Dataset excerpts:
******************************

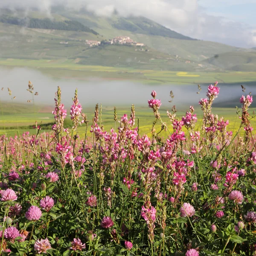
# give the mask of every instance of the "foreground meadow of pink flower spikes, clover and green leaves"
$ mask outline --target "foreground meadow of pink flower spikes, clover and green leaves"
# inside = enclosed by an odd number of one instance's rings
[[[252,96],[240,99],[241,137],[212,114],[219,90],[217,82],[210,85],[199,102],[199,130],[192,106],[180,120],[175,108],[167,111],[169,122],[163,122],[152,91],[150,140],[138,135],[134,105],[130,118],[118,122],[115,109],[109,132],[96,105],[89,136],[77,90],[72,128],[64,128],[67,110],[58,88],[52,133],[40,134],[36,125],[36,135],[0,138],[2,253],[255,255]],[[84,139],[76,134],[79,120]],[[161,131],[169,136],[161,138]]]

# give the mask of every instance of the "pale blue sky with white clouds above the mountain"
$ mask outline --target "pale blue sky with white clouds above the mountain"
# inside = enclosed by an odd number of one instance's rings
[[[256,0],[0,0],[0,7],[51,6],[87,10],[109,16],[141,15],[183,35],[236,47],[256,47]]]

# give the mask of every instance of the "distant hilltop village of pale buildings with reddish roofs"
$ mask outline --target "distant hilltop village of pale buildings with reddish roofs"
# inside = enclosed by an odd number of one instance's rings
[[[137,43],[136,41],[132,40],[128,36],[117,36],[110,40],[103,40],[103,41],[93,41],[93,40],[85,40],[86,44],[90,47],[98,46],[100,44],[114,44],[114,45],[132,45],[132,46],[139,46],[143,47],[144,44]]]

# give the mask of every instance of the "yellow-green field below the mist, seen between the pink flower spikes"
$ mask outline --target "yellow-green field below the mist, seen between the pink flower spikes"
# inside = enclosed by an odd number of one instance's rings
[[[19,105],[19,104],[17,104]],[[22,104],[20,104],[22,105]],[[31,108],[27,105],[23,105],[23,108],[20,108],[20,111],[12,110],[13,108],[6,108],[8,104],[2,105],[3,114],[0,115],[0,134],[8,134],[9,136],[14,136],[15,134],[22,134],[24,131],[29,131],[30,133],[35,133],[35,129],[32,128],[35,125],[35,121],[37,121],[38,125],[42,124],[42,131],[49,132],[51,131],[51,126],[55,122],[54,117],[50,111],[44,111],[44,113],[33,113]],[[17,107],[17,106],[16,106]],[[53,108],[53,107],[52,107]],[[66,106],[69,109],[68,106]],[[11,111],[10,111],[11,109]],[[16,108],[15,108],[16,109]],[[42,111],[44,108],[38,108],[39,111]],[[47,108],[49,109],[49,108]],[[169,123],[169,119],[166,116],[166,108],[160,108],[160,114],[164,122]],[[250,109],[250,113],[253,113],[253,110]],[[84,113],[87,115],[87,120],[89,121],[89,130],[90,125],[92,123],[92,119],[94,116],[94,108],[83,108]],[[169,109],[170,111],[170,109]],[[67,111],[68,112],[68,111]],[[218,114],[219,117],[223,116],[225,119],[229,119],[230,125],[228,126],[229,131],[236,132],[240,126],[240,119],[236,114],[236,108],[213,108],[213,113]],[[128,117],[130,116],[130,107],[117,107],[117,114],[118,120],[123,114],[127,114]],[[201,127],[201,119],[203,117],[202,111],[200,108],[196,108],[195,113],[197,113],[198,122],[196,128],[200,129]],[[186,109],[178,109],[176,113],[178,118],[180,119],[183,115],[186,114]],[[136,107],[135,106],[135,115],[136,119],[139,118],[139,129],[140,134],[147,134],[148,136],[151,135],[151,127],[154,121],[154,114],[152,110],[147,107]],[[104,129],[109,131],[111,127],[115,126],[115,122],[113,120],[113,108],[102,107],[102,124],[104,125]],[[119,123],[116,122],[116,129]],[[137,120],[136,120],[137,125]],[[256,125],[256,119],[251,119],[251,125]],[[69,116],[65,119],[65,127],[72,127],[72,122]],[[157,131],[160,131],[160,125],[156,126]],[[184,130],[185,131],[185,130]],[[85,125],[79,125],[77,132],[83,136],[85,132]],[[162,136],[165,136],[165,132],[161,133]]]

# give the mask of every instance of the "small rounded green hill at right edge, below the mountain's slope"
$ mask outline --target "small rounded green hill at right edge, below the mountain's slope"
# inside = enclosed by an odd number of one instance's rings
[[[256,72],[256,52],[225,52],[207,59],[205,62],[224,70]]]

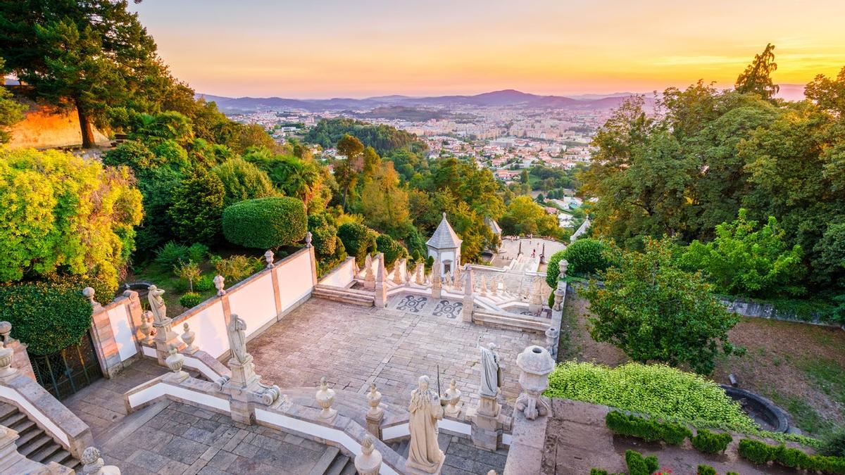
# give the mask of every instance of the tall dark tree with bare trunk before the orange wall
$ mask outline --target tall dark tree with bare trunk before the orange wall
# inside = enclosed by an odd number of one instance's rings
[[[0,29],[8,68],[39,98],[76,109],[84,147],[112,109],[144,102],[161,84],[155,42],[126,1],[4,2]]]

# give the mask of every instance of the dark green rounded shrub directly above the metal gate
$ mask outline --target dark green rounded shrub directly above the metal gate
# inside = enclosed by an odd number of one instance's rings
[[[34,355],[49,355],[79,343],[91,326],[91,305],[79,279],[0,285],[0,320]],[[108,294],[100,295],[105,300]]]

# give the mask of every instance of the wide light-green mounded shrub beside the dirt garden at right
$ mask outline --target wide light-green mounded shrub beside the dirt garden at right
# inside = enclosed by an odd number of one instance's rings
[[[561,363],[548,378],[546,396],[643,412],[703,427],[759,429],[711,380],[660,364],[628,363],[610,369]]]

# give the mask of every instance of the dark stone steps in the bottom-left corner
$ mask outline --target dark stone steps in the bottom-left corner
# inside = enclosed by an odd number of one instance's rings
[[[64,450],[62,445],[30,421],[30,418],[20,412],[17,407],[0,402],[0,425],[18,432],[19,439],[15,440],[18,451],[31,461],[38,461],[45,465],[55,461],[77,472],[82,469],[82,465],[70,455],[68,450]]]

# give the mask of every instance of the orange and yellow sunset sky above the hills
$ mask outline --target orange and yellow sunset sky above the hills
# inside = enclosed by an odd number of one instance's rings
[[[766,43],[781,84],[845,67],[842,0],[144,0],[194,90],[292,98],[733,85]]]

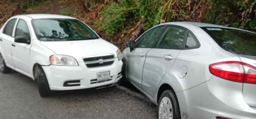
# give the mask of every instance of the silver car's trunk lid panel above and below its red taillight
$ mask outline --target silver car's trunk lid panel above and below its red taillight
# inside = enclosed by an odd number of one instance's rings
[[[241,61],[256,67],[256,56],[240,55]],[[251,107],[256,107],[256,84],[243,84],[244,100]]]

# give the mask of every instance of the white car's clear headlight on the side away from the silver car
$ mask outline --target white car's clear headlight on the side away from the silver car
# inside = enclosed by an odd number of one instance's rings
[[[52,55],[50,57],[50,63],[52,65],[61,65],[61,66],[78,66],[74,57],[65,56],[65,55]]]

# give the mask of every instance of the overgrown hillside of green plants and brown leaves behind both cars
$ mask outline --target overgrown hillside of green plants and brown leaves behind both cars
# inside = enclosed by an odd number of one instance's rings
[[[256,32],[256,0],[0,0],[0,4],[5,6],[0,8],[0,25],[13,15],[59,13],[79,18],[121,50],[124,40],[164,22],[205,22]]]

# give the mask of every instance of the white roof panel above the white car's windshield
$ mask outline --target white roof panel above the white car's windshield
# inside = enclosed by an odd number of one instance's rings
[[[70,16],[63,16],[63,15],[53,15],[53,14],[28,14],[28,15],[19,15],[19,16],[27,16],[32,19],[75,19],[74,17]]]

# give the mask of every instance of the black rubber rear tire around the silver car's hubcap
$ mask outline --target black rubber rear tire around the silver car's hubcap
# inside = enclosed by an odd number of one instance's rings
[[[162,99],[165,97],[167,97],[171,101],[171,104],[172,104],[172,112],[173,112],[172,119],[181,119],[179,102],[177,100],[175,93],[171,90],[165,90],[161,94],[161,97],[160,97],[160,99],[158,101],[158,105],[157,105],[157,119],[160,119],[159,118],[159,107],[160,107],[160,103],[161,103]]]

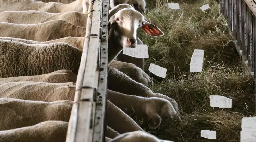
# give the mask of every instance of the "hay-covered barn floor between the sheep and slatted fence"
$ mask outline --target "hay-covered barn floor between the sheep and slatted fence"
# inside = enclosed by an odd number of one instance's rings
[[[255,81],[242,68],[216,0],[147,0],[146,17],[164,36],[139,35],[149,48],[145,72],[150,88],[175,99],[183,123],[149,131],[175,142],[240,142],[241,119],[255,116]],[[209,4],[205,12],[200,7]],[[189,73],[194,49],[204,49],[203,71]],[[148,72],[150,63],[167,68],[165,79]],[[232,99],[232,108],[210,107],[209,95]],[[200,137],[200,130],[215,130],[217,139]]]

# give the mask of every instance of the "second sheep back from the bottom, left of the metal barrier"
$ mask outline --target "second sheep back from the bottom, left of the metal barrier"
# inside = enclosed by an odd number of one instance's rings
[[[56,120],[68,122],[72,101],[42,102],[0,98],[0,131]]]

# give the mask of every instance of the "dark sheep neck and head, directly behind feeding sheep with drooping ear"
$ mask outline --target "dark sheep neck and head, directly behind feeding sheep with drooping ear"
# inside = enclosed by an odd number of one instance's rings
[[[171,102],[177,112],[179,111],[178,103],[172,98],[160,93],[153,93],[147,86],[136,82],[111,66],[108,67],[108,89],[127,95],[164,98]]]

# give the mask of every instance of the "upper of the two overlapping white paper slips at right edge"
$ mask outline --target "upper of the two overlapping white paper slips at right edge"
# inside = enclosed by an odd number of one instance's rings
[[[242,131],[256,131],[256,117],[244,117],[241,124]]]

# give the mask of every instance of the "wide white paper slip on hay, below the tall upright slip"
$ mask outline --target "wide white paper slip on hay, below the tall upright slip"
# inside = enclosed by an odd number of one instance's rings
[[[210,95],[210,105],[211,107],[231,108],[232,99],[219,95]]]

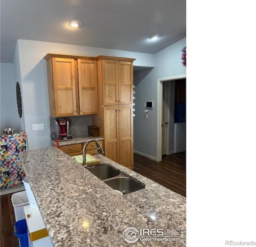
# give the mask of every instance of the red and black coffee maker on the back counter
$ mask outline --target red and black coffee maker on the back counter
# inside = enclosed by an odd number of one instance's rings
[[[55,133],[52,133],[54,140],[70,140],[73,135],[68,133],[69,121],[67,118],[54,119]]]

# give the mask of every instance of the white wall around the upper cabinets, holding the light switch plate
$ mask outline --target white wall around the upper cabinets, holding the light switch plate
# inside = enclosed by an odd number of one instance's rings
[[[46,61],[43,59],[47,53],[132,57],[136,58],[134,61],[136,66],[154,67],[155,65],[154,54],[32,40],[18,40],[16,53],[18,55],[16,55],[15,63],[20,65],[24,126],[28,133],[30,149],[50,146],[47,73]],[[17,76],[18,74],[17,69]],[[32,124],[36,123],[43,123],[45,129],[32,131]]]

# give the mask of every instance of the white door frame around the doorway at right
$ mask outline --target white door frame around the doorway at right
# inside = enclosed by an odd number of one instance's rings
[[[162,161],[162,108],[163,82],[185,79],[186,75],[176,75],[157,79],[157,112],[156,112],[156,161]]]

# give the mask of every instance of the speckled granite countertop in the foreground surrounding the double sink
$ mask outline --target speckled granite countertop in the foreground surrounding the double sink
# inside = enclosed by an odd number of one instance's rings
[[[186,229],[185,197],[102,155],[95,157],[146,187],[119,196],[56,147],[20,154],[55,247],[130,246],[122,235],[127,227],[169,229],[168,236],[178,231],[178,240],[138,239],[134,246],[185,246],[180,235],[180,229]]]

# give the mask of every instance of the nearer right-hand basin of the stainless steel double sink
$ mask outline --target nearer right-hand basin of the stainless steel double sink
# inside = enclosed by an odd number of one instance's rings
[[[124,191],[123,195],[145,188],[144,185],[136,182],[132,178],[127,177],[113,178],[104,181],[104,183],[110,186],[113,190],[119,190],[121,192]]]

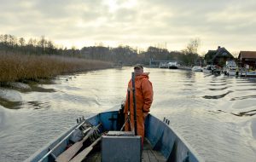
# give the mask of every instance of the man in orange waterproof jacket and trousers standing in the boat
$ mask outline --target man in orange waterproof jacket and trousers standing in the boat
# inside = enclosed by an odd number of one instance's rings
[[[143,72],[143,66],[137,64],[134,67],[135,74],[135,94],[136,94],[136,107],[137,107],[137,135],[142,136],[142,144],[144,139],[144,122],[150,111],[150,107],[153,101],[153,87],[151,82],[148,80],[148,73]],[[134,129],[134,111],[133,111],[133,91],[132,91],[132,80],[128,84],[126,101],[125,101],[125,121],[128,117],[128,94],[130,94],[130,115],[131,115],[131,124],[125,124],[125,131]]]

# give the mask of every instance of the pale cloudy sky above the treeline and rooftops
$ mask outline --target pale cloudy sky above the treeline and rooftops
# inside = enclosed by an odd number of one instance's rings
[[[70,48],[103,43],[200,53],[256,50],[255,0],[0,0],[0,34],[45,36]]]

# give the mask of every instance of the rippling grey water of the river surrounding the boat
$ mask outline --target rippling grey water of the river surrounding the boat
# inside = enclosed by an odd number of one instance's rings
[[[21,161],[75,124],[77,117],[119,106],[131,67],[55,78],[36,92],[0,90],[0,161]],[[148,69],[151,113],[170,119],[178,135],[206,161],[255,161],[256,79]],[[72,78],[69,78],[72,77]],[[3,102],[2,102],[3,103]]]

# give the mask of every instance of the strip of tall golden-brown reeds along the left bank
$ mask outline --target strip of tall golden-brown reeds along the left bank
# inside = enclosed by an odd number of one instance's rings
[[[110,62],[91,61],[57,55],[20,55],[0,53],[0,82],[52,78],[70,72],[111,67]]]

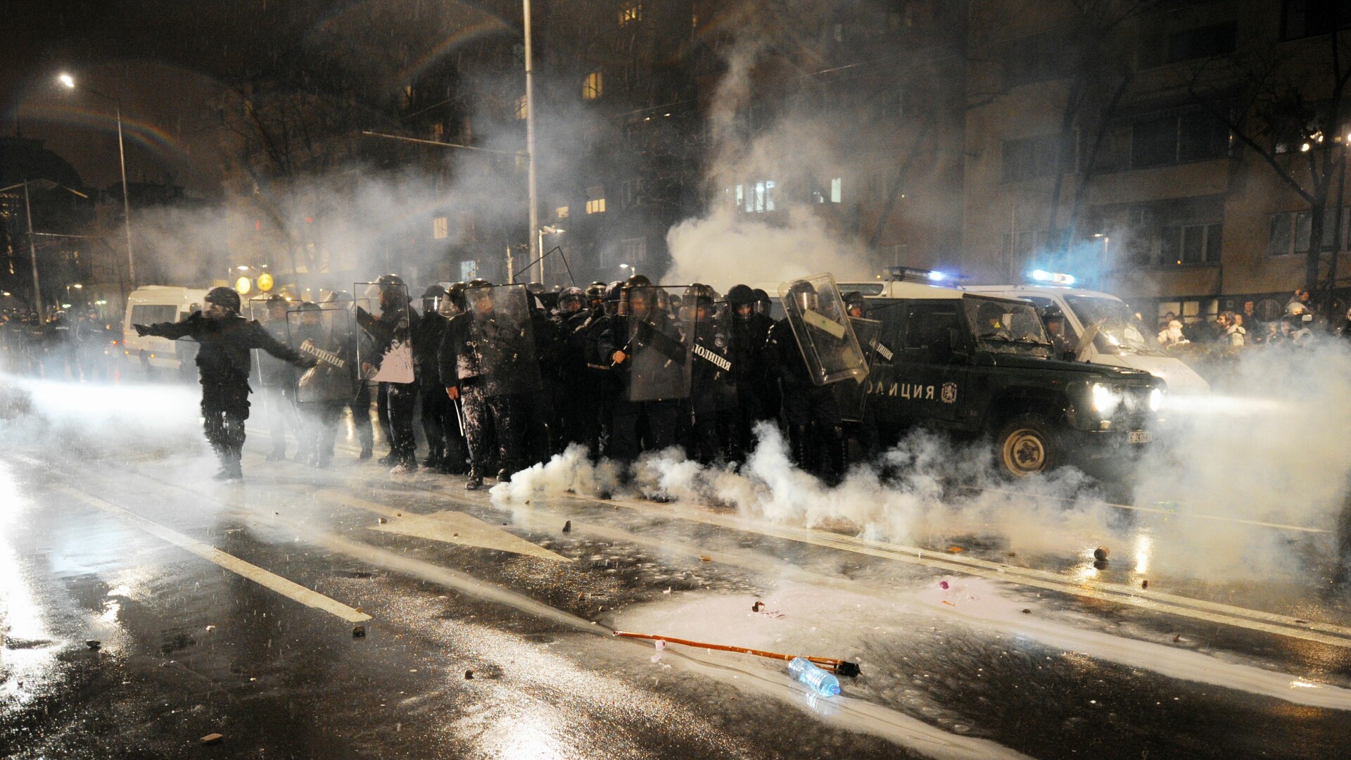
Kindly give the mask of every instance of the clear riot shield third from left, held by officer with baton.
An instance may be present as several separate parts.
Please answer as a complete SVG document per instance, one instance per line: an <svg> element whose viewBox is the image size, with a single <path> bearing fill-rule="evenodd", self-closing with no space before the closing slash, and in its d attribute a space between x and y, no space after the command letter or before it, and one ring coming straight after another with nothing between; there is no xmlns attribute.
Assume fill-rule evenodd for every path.
<svg viewBox="0 0 1351 760"><path fill-rule="evenodd" d="M543 387L535 353L526 285L467 288L467 346L461 361L471 362L489 396L532 394Z"/></svg>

******************************

ASSIGNMENT: How would the lines above read from the one with "outline --target strip" to the one with "An instance may", inclusive, with no pictures? Write them out exactly.

SOLUTION TO THE PROBLEM:
$ mask outline --target strip of tall golden-brown reeds along the left bank
# inside = enclosed by an odd number of one instance's rings
[[[110,62],[91,61],[57,55],[20,55],[0,53],[0,82],[52,78],[70,72],[111,67]]]

Kindly give the mask of every instance of the clear riot shield third from left, held by officer with baton.
An instance may be present as several separate parts.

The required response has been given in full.